What you are asked to do: Nothing outside the stretch is wanted. Repeat exactly the lines of the listing below from the one that contains "# provide a point for each instance of the asphalt" through the one that contains "# provide a point for each instance of the rock, formatted", both ends included.

Given entries:
-- Opening Marker --

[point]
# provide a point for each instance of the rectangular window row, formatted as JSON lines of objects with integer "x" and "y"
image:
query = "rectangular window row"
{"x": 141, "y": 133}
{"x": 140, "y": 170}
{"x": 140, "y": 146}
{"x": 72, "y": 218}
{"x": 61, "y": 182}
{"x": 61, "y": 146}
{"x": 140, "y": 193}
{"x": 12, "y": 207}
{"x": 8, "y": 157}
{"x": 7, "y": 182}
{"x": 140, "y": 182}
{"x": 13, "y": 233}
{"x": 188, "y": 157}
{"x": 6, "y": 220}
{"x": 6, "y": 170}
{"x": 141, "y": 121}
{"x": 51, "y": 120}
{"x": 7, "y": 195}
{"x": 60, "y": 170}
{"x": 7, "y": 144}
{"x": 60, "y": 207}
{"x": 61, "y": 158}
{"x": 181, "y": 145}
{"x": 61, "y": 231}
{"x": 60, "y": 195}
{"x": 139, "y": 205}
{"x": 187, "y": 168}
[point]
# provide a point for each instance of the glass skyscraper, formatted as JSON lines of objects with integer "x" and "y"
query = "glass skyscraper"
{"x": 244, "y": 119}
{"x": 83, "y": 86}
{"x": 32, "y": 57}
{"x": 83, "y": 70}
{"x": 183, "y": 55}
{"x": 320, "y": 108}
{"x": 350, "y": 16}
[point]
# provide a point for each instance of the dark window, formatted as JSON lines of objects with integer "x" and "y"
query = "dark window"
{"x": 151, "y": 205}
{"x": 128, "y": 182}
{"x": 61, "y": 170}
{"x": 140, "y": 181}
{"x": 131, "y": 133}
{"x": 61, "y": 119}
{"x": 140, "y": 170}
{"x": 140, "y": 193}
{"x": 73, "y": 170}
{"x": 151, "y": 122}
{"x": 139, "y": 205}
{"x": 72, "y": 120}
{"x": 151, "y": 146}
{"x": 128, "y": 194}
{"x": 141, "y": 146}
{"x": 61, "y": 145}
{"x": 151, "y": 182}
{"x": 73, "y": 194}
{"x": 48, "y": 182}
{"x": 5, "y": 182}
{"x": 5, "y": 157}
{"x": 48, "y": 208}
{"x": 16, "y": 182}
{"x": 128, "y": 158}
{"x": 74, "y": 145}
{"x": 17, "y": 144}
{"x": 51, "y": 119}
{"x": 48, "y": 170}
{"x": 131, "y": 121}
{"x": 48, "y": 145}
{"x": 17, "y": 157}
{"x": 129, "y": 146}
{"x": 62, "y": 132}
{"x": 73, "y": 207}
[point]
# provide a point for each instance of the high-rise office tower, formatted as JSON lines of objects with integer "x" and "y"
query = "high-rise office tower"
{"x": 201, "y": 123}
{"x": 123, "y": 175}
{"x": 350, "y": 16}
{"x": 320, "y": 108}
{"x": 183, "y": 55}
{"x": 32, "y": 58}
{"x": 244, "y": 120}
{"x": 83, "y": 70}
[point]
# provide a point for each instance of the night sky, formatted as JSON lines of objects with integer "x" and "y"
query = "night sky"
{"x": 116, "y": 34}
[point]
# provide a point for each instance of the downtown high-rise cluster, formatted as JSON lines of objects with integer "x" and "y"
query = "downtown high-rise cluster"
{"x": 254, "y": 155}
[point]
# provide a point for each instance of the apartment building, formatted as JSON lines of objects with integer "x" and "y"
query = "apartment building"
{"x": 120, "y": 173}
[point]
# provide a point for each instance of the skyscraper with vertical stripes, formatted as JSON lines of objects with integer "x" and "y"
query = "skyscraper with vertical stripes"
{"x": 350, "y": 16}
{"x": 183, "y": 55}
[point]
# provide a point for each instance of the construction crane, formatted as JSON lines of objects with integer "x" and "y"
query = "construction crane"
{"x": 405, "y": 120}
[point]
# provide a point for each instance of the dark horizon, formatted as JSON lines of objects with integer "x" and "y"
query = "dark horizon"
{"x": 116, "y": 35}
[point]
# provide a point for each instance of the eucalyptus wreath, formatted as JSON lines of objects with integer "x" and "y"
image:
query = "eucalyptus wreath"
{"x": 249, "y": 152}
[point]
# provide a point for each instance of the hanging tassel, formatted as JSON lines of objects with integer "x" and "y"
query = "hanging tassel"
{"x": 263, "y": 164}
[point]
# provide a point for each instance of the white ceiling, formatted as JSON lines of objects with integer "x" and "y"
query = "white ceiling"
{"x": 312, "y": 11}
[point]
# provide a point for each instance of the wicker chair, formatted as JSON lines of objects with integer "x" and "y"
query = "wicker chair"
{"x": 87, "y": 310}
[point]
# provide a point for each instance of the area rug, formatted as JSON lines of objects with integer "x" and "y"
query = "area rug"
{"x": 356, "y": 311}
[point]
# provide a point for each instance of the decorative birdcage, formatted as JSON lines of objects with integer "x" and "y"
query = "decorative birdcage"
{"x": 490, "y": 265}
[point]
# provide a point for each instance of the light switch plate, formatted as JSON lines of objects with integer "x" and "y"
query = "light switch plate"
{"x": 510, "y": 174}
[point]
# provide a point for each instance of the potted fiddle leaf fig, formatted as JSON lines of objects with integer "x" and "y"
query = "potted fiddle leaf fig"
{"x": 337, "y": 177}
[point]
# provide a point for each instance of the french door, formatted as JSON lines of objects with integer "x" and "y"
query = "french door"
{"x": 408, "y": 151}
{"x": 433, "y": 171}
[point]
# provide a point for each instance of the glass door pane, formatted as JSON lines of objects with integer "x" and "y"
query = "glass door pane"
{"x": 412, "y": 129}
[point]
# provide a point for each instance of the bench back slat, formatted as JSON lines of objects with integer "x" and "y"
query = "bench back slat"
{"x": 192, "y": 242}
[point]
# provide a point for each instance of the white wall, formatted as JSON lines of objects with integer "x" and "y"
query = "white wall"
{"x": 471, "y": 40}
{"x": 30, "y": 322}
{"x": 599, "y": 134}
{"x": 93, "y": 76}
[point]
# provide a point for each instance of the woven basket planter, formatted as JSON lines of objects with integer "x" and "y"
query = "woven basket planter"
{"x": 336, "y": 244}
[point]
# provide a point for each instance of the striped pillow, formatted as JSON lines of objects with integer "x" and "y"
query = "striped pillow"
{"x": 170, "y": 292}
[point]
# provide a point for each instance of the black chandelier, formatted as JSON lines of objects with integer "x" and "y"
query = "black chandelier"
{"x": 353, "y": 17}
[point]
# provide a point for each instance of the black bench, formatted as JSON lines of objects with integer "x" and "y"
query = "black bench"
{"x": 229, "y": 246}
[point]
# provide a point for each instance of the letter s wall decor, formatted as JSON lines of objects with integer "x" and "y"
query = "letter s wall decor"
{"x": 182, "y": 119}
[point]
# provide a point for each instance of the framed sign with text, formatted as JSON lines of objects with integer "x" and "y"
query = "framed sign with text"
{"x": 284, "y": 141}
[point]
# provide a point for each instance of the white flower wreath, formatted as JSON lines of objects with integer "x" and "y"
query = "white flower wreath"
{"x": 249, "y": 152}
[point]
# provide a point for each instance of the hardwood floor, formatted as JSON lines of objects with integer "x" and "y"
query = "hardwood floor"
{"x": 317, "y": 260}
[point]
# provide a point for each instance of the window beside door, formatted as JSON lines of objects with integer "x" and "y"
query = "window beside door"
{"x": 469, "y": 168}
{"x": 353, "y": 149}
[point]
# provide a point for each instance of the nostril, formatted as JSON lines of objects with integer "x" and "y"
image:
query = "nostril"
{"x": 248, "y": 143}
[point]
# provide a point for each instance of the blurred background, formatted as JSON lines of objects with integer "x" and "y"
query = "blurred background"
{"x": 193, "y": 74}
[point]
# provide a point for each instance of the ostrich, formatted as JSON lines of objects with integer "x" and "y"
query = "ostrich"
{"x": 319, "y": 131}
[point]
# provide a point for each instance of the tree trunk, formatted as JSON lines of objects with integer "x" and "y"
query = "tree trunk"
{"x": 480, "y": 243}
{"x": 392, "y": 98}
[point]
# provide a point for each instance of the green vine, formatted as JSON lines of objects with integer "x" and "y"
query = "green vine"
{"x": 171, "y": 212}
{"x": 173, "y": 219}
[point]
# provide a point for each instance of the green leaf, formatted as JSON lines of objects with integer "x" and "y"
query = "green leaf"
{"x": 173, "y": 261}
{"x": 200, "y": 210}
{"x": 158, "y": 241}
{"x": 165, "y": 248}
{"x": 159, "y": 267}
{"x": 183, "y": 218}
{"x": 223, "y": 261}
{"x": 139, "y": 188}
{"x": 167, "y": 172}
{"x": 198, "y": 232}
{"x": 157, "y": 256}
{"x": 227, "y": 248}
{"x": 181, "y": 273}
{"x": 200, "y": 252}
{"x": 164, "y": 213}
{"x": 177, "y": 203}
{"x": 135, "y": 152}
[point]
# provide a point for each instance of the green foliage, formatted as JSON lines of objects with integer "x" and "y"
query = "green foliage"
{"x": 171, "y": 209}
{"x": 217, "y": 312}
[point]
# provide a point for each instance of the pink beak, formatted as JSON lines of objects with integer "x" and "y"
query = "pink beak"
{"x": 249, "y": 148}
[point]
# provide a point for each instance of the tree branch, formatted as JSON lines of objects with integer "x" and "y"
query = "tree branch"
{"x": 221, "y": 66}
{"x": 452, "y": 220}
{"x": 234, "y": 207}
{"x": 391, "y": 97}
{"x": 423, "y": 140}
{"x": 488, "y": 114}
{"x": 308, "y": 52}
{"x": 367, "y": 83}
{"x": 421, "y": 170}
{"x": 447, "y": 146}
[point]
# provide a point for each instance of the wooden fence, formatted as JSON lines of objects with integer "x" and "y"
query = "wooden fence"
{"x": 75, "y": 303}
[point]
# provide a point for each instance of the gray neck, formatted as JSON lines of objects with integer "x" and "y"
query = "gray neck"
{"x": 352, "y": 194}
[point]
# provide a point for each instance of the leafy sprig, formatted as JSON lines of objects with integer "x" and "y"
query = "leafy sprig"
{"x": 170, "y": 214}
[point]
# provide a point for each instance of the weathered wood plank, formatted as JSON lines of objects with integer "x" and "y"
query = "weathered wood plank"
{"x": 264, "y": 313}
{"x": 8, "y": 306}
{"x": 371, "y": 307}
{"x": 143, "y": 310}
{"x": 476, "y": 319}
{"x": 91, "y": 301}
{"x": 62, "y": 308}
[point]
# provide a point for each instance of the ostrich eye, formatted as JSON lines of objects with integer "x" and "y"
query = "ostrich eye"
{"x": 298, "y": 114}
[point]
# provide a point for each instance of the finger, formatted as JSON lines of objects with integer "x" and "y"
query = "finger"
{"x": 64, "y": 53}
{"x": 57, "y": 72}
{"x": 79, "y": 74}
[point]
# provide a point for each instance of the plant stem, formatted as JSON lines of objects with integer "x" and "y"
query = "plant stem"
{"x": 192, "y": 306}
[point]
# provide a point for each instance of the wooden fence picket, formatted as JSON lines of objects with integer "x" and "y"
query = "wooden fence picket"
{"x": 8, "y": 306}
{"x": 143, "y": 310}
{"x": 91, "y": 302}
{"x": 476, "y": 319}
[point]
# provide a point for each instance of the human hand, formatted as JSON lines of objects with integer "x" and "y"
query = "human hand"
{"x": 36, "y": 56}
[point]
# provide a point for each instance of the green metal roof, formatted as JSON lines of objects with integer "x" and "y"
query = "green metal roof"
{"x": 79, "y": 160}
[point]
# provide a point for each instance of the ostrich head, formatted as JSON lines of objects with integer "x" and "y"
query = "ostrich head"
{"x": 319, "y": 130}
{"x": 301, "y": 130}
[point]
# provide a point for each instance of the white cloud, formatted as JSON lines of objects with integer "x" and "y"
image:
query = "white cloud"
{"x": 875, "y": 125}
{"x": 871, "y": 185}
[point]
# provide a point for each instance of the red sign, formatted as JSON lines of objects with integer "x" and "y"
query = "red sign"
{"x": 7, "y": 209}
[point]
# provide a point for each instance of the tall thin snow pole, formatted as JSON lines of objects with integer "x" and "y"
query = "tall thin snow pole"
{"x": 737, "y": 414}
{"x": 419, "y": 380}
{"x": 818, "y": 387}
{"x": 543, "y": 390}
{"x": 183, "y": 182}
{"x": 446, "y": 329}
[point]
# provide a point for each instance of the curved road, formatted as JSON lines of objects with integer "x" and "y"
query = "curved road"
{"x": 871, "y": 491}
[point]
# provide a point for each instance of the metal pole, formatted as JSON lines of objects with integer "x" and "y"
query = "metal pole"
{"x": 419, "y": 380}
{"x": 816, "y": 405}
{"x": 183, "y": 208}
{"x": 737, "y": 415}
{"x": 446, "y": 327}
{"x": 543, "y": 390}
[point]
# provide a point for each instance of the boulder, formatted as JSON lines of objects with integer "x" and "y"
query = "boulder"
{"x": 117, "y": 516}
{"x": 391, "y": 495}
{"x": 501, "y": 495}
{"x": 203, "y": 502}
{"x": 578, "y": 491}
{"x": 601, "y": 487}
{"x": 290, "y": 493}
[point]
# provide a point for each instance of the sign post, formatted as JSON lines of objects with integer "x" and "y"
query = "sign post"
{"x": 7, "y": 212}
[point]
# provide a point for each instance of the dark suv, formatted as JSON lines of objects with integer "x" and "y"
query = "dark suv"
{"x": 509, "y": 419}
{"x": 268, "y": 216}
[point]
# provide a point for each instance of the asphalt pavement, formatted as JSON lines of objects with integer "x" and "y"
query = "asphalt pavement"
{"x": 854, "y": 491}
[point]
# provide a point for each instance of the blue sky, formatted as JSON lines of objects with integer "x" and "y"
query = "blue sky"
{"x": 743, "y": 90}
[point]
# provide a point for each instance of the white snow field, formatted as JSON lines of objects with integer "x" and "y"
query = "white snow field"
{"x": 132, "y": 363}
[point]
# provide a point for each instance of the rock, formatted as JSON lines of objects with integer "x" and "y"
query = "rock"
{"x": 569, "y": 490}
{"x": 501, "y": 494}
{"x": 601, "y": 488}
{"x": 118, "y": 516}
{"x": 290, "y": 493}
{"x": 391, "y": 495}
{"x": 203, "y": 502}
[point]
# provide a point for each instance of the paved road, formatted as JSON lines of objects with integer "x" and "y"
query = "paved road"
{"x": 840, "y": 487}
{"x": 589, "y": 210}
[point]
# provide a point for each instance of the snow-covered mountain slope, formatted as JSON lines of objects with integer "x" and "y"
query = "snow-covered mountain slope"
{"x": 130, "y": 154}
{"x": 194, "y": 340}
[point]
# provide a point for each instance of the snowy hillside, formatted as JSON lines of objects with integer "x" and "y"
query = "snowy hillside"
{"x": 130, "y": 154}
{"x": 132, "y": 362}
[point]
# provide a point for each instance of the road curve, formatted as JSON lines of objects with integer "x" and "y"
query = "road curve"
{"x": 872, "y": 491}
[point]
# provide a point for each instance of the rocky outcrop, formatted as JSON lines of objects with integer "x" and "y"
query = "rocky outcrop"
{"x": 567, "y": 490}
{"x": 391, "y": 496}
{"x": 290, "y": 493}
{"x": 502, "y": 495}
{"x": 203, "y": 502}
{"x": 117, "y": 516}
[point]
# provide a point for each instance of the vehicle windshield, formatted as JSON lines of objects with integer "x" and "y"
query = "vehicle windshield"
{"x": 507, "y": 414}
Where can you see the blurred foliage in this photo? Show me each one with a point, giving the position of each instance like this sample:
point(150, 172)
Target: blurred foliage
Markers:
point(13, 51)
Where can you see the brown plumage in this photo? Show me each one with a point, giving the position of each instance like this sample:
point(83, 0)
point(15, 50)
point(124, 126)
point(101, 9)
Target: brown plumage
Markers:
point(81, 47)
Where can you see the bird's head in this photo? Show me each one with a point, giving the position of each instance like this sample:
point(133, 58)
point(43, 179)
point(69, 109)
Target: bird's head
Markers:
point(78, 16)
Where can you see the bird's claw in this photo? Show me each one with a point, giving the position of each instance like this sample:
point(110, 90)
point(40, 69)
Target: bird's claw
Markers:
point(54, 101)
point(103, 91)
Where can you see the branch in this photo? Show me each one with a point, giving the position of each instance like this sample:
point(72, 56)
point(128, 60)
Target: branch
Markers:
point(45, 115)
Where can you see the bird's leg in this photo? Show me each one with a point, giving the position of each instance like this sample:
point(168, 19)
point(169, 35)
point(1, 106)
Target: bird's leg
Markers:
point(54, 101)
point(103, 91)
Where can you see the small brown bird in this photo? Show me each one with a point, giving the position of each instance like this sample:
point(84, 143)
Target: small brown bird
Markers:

-- Closing Marker --

Response:
# provide a point for each instance of the asphalt pavement, formatted as JSON lines of objects with integer "x" and "y"
query = "asphalt pavement"
{"x": 854, "y": 491}
[point]
# provide a point for each instance of the blue sky, formatted as JSON lines of objects with integer "x" and "y"
query = "blue sky"
{"x": 743, "y": 90}
[point]
# provide a point for each instance of the white snow field, formatted as JSON lines of objects with integer "x" and "y"
query = "white snow field"
{"x": 132, "y": 363}
[point]
# provide a point for each instance of the rock, formatted as JSON lines of objects with integer "x" and "y"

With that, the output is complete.